[Region pointing data]
■ ■ ■ ■ ■ ■ ■

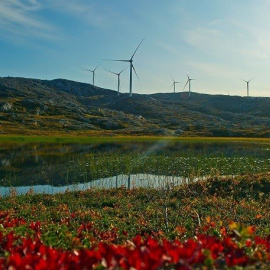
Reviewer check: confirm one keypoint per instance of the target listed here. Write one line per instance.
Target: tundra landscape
(134, 135)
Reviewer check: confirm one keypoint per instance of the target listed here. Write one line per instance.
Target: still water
(52, 168)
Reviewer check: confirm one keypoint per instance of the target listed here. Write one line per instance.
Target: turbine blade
(185, 85)
(137, 75)
(172, 78)
(96, 67)
(123, 70)
(136, 49)
(110, 71)
(87, 69)
(116, 60)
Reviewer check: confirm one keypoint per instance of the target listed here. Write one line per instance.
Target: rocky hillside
(31, 106)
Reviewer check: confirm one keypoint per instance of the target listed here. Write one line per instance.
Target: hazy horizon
(218, 43)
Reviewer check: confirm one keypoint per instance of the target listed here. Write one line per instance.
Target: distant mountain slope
(31, 106)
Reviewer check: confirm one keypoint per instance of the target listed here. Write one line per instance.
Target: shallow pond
(52, 168)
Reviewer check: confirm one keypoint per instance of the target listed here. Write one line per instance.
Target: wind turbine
(94, 73)
(131, 67)
(174, 83)
(189, 85)
(118, 75)
(247, 86)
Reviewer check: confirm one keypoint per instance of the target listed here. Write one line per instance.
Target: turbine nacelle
(132, 68)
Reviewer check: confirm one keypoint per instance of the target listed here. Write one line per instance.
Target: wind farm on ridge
(132, 68)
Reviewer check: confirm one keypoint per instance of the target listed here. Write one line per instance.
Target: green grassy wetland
(72, 195)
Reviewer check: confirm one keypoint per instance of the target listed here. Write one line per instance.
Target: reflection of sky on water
(127, 181)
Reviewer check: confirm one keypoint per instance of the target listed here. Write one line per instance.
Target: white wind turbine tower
(174, 83)
(247, 82)
(94, 73)
(131, 67)
(118, 75)
(189, 85)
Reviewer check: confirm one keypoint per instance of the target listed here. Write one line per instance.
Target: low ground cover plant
(216, 223)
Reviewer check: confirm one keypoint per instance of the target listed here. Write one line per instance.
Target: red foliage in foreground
(239, 247)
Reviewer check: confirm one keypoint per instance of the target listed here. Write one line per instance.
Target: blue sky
(217, 42)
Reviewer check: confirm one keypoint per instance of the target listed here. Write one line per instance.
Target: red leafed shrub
(237, 246)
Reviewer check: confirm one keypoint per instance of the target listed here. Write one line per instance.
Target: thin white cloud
(18, 16)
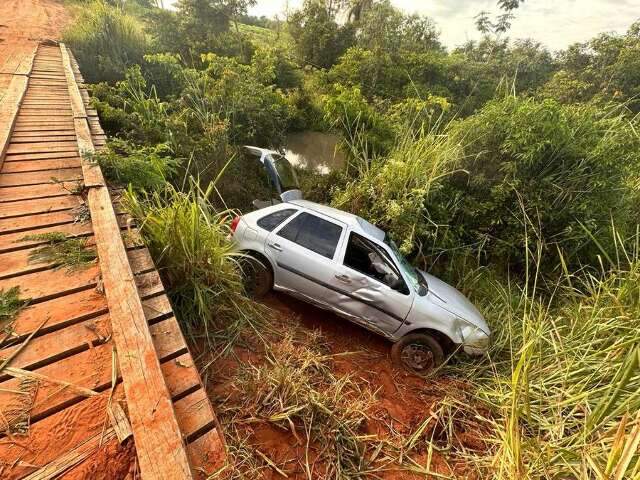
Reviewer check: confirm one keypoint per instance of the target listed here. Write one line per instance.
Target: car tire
(418, 353)
(258, 277)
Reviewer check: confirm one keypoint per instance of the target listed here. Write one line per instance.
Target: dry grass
(61, 251)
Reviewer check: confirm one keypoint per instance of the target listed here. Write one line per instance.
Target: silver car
(341, 262)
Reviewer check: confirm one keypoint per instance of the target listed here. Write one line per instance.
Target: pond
(314, 150)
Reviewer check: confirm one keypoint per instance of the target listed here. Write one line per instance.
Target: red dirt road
(22, 24)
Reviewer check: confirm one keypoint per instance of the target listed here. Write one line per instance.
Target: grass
(10, 306)
(189, 241)
(61, 251)
(106, 40)
(295, 390)
(563, 376)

■ ■ ■ ■ ■ ■ ■

EXERCISE BRIEF :: Print exactly the lines between the line with "Target: dry grass" and the final line of the records above, both included.

OUTPUT OF THE TASK ::
Target: dry grass
(61, 251)
Reviewer check: confirm one keypoint per instance of the target listed here. Write one line per instance.
Target: silver car
(341, 262)
Reviewer check: confirm one keypoint per instance of the target listed here. Write one line per instance.
Target: pond
(314, 150)
Reviewer check: confirm one keypoint per instance of the target listed here. Write one line per instance.
Target: red dirt road
(22, 24)
Reviewer check: confirm one keypoint per instance of the target listed here. Write one line per instance.
Target: grass
(10, 306)
(189, 241)
(61, 251)
(106, 40)
(295, 390)
(563, 376)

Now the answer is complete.